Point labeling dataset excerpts
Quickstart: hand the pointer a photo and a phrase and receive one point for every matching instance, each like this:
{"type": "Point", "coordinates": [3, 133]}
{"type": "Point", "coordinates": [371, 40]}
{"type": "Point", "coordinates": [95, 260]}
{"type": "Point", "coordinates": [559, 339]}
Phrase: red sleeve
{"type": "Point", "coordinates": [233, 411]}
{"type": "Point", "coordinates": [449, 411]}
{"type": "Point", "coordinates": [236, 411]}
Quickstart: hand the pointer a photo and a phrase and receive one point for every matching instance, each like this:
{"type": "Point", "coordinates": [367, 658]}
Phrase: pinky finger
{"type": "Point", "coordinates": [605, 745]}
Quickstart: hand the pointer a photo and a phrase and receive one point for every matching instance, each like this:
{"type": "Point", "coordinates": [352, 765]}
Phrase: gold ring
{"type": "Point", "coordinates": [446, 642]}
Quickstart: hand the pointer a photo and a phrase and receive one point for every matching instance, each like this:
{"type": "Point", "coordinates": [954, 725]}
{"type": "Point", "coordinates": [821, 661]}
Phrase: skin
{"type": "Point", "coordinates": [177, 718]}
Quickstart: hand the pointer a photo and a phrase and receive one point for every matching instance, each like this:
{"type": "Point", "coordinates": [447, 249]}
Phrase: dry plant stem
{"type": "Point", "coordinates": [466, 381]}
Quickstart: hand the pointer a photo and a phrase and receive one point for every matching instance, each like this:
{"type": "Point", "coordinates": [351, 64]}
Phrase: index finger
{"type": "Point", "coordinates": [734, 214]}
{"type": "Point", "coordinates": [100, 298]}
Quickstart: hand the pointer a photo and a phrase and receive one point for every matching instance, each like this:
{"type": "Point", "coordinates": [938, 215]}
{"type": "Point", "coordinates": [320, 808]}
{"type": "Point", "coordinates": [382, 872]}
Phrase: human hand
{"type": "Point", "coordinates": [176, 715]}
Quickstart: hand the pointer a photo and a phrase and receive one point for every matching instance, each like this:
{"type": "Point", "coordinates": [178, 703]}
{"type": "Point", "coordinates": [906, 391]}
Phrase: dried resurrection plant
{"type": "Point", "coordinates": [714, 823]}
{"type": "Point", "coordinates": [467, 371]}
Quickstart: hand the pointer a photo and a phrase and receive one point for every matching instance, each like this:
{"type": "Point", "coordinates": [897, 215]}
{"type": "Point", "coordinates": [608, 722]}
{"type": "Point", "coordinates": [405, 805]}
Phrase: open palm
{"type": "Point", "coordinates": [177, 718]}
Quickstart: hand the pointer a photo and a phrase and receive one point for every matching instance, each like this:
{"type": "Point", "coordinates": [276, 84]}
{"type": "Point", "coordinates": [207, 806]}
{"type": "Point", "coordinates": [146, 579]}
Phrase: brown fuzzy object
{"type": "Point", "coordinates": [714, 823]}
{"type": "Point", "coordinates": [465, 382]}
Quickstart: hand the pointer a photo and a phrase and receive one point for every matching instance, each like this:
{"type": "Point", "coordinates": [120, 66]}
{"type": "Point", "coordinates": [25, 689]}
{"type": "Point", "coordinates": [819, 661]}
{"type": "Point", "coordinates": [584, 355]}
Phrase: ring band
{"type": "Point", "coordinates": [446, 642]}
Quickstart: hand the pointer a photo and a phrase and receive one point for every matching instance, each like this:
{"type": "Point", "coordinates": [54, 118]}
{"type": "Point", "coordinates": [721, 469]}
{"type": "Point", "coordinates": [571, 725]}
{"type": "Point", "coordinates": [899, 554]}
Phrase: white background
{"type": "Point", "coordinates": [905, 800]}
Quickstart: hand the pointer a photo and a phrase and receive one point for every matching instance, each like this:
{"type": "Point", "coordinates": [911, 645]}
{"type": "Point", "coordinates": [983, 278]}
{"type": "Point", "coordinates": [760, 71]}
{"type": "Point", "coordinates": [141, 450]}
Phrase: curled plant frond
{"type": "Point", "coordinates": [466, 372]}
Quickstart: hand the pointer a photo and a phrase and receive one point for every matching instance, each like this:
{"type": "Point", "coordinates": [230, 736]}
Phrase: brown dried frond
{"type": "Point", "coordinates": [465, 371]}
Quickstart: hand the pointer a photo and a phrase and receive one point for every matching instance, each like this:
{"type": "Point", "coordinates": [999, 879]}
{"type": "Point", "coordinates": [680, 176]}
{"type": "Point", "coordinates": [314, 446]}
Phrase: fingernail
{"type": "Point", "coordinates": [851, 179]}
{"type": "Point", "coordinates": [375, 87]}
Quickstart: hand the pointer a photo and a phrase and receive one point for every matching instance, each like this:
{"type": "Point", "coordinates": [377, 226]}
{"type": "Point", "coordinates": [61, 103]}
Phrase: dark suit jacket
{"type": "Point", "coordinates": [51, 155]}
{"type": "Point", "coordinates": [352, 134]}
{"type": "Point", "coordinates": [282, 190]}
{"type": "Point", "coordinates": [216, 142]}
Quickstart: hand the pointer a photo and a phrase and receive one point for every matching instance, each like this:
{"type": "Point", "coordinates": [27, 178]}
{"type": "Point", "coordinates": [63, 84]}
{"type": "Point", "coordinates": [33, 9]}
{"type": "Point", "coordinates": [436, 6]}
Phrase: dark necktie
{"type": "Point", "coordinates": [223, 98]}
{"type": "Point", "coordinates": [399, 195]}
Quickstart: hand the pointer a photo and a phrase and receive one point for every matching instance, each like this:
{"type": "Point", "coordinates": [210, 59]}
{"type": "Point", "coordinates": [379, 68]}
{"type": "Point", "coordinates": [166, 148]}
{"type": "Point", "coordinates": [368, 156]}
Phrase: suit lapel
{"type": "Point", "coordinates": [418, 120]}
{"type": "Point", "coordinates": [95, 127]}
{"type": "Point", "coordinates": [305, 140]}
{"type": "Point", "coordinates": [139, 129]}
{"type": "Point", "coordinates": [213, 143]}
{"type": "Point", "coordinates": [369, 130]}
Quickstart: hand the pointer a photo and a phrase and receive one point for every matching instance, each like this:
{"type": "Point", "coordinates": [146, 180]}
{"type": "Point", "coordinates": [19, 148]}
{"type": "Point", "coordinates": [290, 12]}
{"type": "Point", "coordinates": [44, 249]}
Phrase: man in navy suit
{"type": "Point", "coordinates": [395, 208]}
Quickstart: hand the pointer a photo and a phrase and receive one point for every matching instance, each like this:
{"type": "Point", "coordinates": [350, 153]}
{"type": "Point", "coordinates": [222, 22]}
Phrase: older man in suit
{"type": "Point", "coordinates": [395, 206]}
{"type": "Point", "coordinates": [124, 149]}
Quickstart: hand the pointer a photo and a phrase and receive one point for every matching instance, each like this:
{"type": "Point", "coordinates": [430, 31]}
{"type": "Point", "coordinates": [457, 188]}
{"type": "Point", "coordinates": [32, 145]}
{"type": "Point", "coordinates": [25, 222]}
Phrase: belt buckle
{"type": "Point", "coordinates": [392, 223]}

▶ WORK TO COMPLETE:
Write out every entry verbatim.

▶ TASK RESPONSE:
Quickstart: hand the pointer a photo and a phrase and receive one point for every matching instance, each like this:
{"type": "Point", "coordinates": [3, 133]}
{"type": "Point", "coordinates": [371, 40]}
{"type": "Point", "coordinates": [95, 260]}
{"type": "Point", "coordinates": [559, 339]}
Phrase: red sleeve
{"type": "Point", "coordinates": [233, 411]}
{"type": "Point", "coordinates": [449, 411]}
{"type": "Point", "coordinates": [236, 411]}
Quickstart: hand the pointer a photo and a phrase and receive one point for every matching instance, each like this:
{"type": "Point", "coordinates": [367, 658]}
Phrase: pinky finger
{"type": "Point", "coordinates": [605, 745]}
Quickstart: hand the pointer a photo and a phrase and receive one point for every matching instance, each like this:
{"type": "Point", "coordinates": [352, 765]}
Phrase: gold ring
{"type": "Point", "coordinates": [446, 642]}
Quickstart: hand the pointer a photo and a phrase and receive one point for every matching instance, each like this:
{"type": "Point", "coordinates": [954, 725]}
{"type": "Point", "coordinates": [821, 661]}
Phrase: skin
{"type": "Point", "coordinates": [177, 718]}
Quickstart: hand the pointer a photo and a phrase and receive one point for every matching instance, each like this:
{"type": "Point", "coordinates": [447, 249]}
Phrase: dry plant stem
{"type": "Point", "coordinates": [466, 381]}
Quickstart: hand the pointer a photo and a phrase and receive one point for every matching instance, each like this:
{"type": "Point", "coordinates": [351, 64]}
Phrase: index finger
{"type": "Point", "coordinates": [734, 214]}
{"type": "Point", "coordinates": [100, 298]}
Quickstart: hand the pointer a photo and a phrase and receive one point for every matching instance, each like this:
{"type": "Point", "coordinates": [938, 215]}
{"type": "Point", "coordinates": [320, 808]}
{"type": "Point", "coordinates": [382, 872]}
Phrase: human hand
{"type": "Point", "coordinates": [176, 715]}
Quickstart: hand the pointer a photo and a phrase and receive one point for every matching instance, each like this:
{"type": "Point", "coordinates": [178, 703]}
{"type": "Point", "coordinates": [906, 391]}
Phrase: dried resurrection plant
{"type": "Point", "coordinates": [714, 823]}
{"type": "Point", "coordinates": [467, 371]}
Quickstart: hand the pointer a photo and a phrase and receive one point for every matching instance, each like this:
{"type": "Point", "coordinates": [897, 215]}
{"type": "Point", "coordinates": [608, 722]}
{"type": "Point", "coordinates": [405, 805]}
Phrase: open palm
{"type": "Point", "coordinates": [177, 718]}
Quickstart: hand the pointer a photo and a phrase and receive one point for every matching instance, each like this:
{"type": "Point", "coordinates": [276, 84]}
{"type": "Point", "coordinates": [207, 806]}
{"type": "Point", "coordinates": [146, 579]}
Phrase: brown fuzzy object
{"type": "Point", "coordinates": [714, 823]}
{"type": "Point", "coordinates": [465, 382]}
Quickstart: hand the pointer a photo and a phrase and receive one point for every matching instance, each like this:
{"type": "Point", "coordinates": [120, 66]}
{"type": "Point", "coordinates": [25, 689]}
{"type": "Point", "coordinates": [819, 661]}
{"type": "Point", "coordinates": [584, 355]}
Phrase: ring band
{"type": "Point", "coordinates": [446, 642]}
Quickstart: hand the pointer a photo and a phrase and receive one point for every matching instance, each like this:
{"type": "Point", "coordinates": [54, 118]}
{"type": "Point", "coordinates": [721, 469]}
{"type": "Point", "coordinates": [571, 725]}
{"type": "Point", "coordinates": [899, 554]}
Phrase: white background
{"type": "Point", "coordinates": [905, 800]}
Quickstart: hand the pointer a photo and a phrase and receive one point for every matching instance, each like this:
{"type": "Point", "coordinates": [911, 645]}
{"type": "Point", "coordinates": [983, 278]}
{"type": "Point", "coordinates": [760, 71]}
{"type": "Point", "coordinates": [141, 450]}
Phrase: curled plant frond
{"type": "Point", "coordinates": [466, 372]}
Quickstart: hand the pointer a photo and a phrase and receive one point for every matching instance, each like this:
{"type": "Point", "coordinates": [230, 736]}
Phrase: brown dried frond
{"type": "Point", "coordinates": [465, 371]}
Quickstart: hand the pointer a photo and a phrase and receive one point for every matching instance, each like this:
{"type": "Point", "coordinates": [999, 879]}
{"type": "Point", "coordinates": [680, 176]}
{"type": "Point", "coordinates": [314, 446]}
Phrase: fingernail
{"type": "Point", "coordinates": [851, 179]}
{"type": "Point", "coordinates": [375, 87]}
Quickstart: hand the pointer a photo and a phrase and receive one point for every matching instance, each like this:
{"type": "Point", "coordinates": [377, 226]}
{"type": "Point", "coordinates": [61, 103]}
Phrase: dark suit jacket
{"type": "Point", "coordinates": [51, 155]}
{"type": "Point", "coordinates": [352, 134]}
{"type": "Point", "coordinates": [282, 190]}
{"type": "Point", "coordinates": [216, 142]}
Quickstart: hand the pointer a photo and a phrase and receive one point for every matching instance, each like this:
{"type": "Point", "coordinates": [27, 178]}
{"type": "Point", "coordinates": [63, 84]}
{"type": "Point", "coordinates": [33, 9]}
{"type": "Point", "coordinates": [436, 6]}
Phrase: dark necktie
{"type": "Point", "coordinates": [223, 98]}
{"type": "Point", "coordinates": [399, 195]}
Quickstart: hand the pointer a photo and a phrase and receive one point for every matching instance, each like this:
{"type": "Point", "coordinates": [210, 59]}
{"type": "Point", "coordinates": [379, 68]}
{"type": "Point", "coordinates": [166, 148]}
{"type": "Point", "coordinates": [368, 156]}
Phrase: suit lapel
{"type": "Point", "coordinates": [418, 120]}
{"type": "Point", "coordinates": [95, 127]}
{"type": "Point", "coordinates": [305, 140]}
{"type": "Point", "coordinates": [139, 129]}
{"type": "Point", "coordinates": [213, 143]}
{"type": "Point", "coordinates": [369, 130]}
Quickstart: hand the pointer a photo and a phrase and receive one point for every matching instance, each like this:
{"type": "Point", "coordinates": [146, 180]}
{"type": "Point", "coordinates": [19, 148]}
{"type": "Point", "coordinates": [290, 12]}
{"type": "Point", "coordinates": [44, 249]}
Phrase: man in navy suit
{"type": "Point", "coordinates": [395, 208]}
Quickstart: hand the pointer a photo and a phrase and receive one point for every matching instance, each like this:
{"type": "Point", "coordinates": [350, 153]}
{"type": "Point", "coordinates": [222, 22]}
Phrase: older man in suit
{"type": "Point", "coordinates": [395, 206]}
{"type": "Point", "coordinates": [124, 149]}
Quickstart: hand the pointer a photo and a phrase and receive one point for every matching instance, each like this:
{"type": "Point", "coordinates": [430, 31]}
{"type": "Point", "coordinates": [457, 188]}
{"type": "Point", "coordinates": [32, 145]}
{"type": "Point", "coordinates": [25, 222]}
Phrase: belt buckle
{"type": "Point", "coordinates": [392, 223]}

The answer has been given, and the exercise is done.